GIVEN REQUEST
Identify each line in the records below that contains the word "scattered", and copy those lines.

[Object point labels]
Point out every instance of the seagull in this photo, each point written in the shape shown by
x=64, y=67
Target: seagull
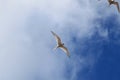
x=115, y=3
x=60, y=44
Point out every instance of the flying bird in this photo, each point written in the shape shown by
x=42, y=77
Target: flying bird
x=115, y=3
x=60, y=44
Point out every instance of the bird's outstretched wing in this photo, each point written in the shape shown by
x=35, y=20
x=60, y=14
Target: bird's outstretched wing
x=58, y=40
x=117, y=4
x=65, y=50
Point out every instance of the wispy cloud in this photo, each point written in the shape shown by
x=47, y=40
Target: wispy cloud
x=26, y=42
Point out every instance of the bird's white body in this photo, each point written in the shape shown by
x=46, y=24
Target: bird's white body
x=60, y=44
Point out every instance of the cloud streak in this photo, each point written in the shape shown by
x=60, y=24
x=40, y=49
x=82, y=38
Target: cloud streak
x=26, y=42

--

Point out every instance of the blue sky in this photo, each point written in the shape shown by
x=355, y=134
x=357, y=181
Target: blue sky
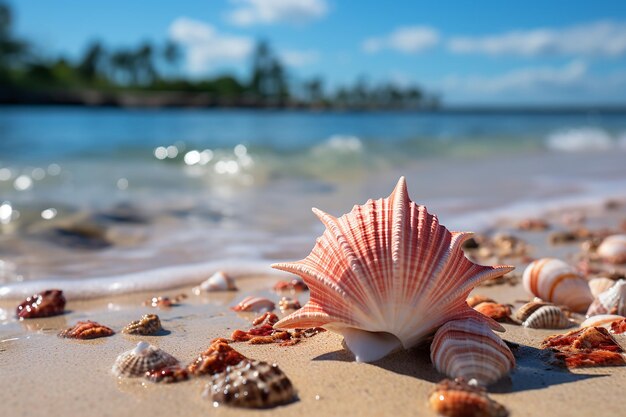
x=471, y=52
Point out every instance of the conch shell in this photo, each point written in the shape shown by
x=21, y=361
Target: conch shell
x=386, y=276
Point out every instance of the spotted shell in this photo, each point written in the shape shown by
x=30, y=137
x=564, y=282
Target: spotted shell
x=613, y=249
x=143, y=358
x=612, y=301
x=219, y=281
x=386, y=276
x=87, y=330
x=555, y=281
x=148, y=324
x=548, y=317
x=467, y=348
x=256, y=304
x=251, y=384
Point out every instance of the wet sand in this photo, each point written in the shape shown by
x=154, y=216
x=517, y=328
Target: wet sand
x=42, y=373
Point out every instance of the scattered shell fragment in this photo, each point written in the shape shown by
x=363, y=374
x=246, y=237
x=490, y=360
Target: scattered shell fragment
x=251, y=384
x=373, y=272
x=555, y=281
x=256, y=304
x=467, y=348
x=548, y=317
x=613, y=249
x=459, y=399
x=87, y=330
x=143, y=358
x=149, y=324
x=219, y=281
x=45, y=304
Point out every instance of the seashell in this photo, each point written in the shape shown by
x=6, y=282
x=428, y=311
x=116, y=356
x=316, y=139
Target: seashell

TASK OUTPUT
Point out every instance of the scattered shell fragment in this photo, each point written in the shape shown by
Target: scattered shell fragment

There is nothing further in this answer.